* [Task details]: Without any change, set down every record below.

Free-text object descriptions
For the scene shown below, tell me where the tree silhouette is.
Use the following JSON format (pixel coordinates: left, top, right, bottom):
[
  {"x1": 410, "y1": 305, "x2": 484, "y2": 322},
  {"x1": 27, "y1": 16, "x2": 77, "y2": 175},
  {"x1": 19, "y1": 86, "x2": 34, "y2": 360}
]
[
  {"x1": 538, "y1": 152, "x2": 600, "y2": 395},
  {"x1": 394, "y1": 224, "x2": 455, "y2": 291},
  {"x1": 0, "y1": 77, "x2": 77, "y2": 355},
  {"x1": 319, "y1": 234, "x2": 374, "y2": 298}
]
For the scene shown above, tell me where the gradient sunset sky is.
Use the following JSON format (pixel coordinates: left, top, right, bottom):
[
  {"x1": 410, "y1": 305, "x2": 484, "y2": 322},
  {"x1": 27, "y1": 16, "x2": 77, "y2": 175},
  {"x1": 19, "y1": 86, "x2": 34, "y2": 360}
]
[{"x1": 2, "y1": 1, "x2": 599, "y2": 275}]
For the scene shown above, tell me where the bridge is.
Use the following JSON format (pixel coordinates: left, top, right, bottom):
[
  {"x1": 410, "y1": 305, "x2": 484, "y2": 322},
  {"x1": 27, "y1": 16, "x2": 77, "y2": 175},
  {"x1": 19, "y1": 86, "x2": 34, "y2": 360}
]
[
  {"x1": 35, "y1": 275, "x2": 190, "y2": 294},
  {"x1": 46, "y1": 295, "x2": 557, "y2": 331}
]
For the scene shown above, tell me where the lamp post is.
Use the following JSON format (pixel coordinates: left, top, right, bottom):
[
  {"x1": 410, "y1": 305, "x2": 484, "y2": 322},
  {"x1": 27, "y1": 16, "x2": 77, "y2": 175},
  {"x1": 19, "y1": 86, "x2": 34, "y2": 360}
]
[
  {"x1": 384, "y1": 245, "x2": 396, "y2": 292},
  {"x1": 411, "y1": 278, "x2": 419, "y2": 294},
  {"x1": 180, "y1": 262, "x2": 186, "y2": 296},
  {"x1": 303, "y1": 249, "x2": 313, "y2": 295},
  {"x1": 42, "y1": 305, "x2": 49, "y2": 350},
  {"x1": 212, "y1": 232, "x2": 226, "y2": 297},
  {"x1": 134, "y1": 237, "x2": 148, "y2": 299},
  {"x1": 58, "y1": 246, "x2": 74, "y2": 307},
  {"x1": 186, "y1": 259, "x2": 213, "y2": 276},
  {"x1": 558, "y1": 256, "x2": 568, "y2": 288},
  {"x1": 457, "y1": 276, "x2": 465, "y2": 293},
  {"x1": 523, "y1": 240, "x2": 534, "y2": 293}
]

* [Answer]:
For the scene shown below, tell me where the tree silhouette is.
Use the following JSON format (pixel coordinates: left, top, right, bottom):
[
  {"x1": 410, "y1": 305, "x2": 484, "y2": 322},
  {"x1": 27, "y1": 16, "x2": 77, "y2": 175},
  {"x1": 19, "y1": 86, "x2": 34, "y2": 360}
]
[
  {"x1": 538, "y1": 152, "x2": 600, "y2": 395},
  {"x1": 394, "y1": 224, "x2": 455, "y2": 291},
  {"x1": 0, "y1": 77, "x2": 77, "y2": 355},
  {"x1": 319, "y1": 234, "x2": 374, "y2": 298}
]
For the scene shown above, tell me where the gradient sunset sky is.
Use the following JSON format (pixel coordinates: left, top, right, bottom):
[
  {"x1": 410, "y1": 305, "x2": 484, "y2": 322},
  {"x1": 27, "y1": 16, "x2": 77, "y2": 175},
  {"x1": 19, "y1": 86, "x2": 34, "y2": 360}
]
[{"x1": 2, "y1": 1, "x2": 599, "y2": 275}]
For the scene shown above, tell me where the bridge is.
Use the following JSON format (pixel coordinates: left, top, right, bottom):
[
  {"x1": 410, "y1": 305, "x2": 484, "y2": 322},
  {"x1": 27, "y1": 16, "x2": 77, "y2": 175},
  {"x1": 19, "y1": 86, "x2": 34, "y2": 360}
]
[
  {"x1": 35, "y1": 275, "x2": 190, "y2": 294},
  {"x1": 46, "y1": 295, "x2": 557, "y2": 331}
]
For the scene shown above, tell me where the lamp post is.
Use the following JSON format (pixel coordinates: left, top, right, bottom):
[
  {"x1": 410, "y1": 305, "x2": 484, "y2": 322},
  {"x1": 27, "y1": 16, "x2": 77, "y2": 175},
  {"x1": 19, "y1": 86, "x2": 34, "y2": 360}
]
[
  {"x1": 384, "y1": 245, "x2": 396, "y2": 292},
  {"x1": 411, "y1": 278, "x2": 419, "y2": 294},
  {"x1": 180, "y1": 262, "x2": 186, "y2": 296},
  {"x1": 303, "y1": 249, "x2": 313, "y2": 295},
  {"x1": 42, "y1": 305, "x2": 49, "y2": 350},
  {"x1": 212, "y1": 232, "x2": 226, "y2": 297},
  {"x1": 134, "y1": 237, "x2": 148, "y2": 299},
  {"x1": 58, "y1": 246, "x2": 74, "y2": 307},
  {"x1": 186, "y1": 259, "x2": 213, "y2": 276},
  {"x1": 558, "y1": 256, "x2": 568, "y2": 288},
  {"x1": 457, "y1": 276, "x2": 465, "y2": 293},
  {"x1": 523, "y1": 240, "x2": 534, "y2": 293}
]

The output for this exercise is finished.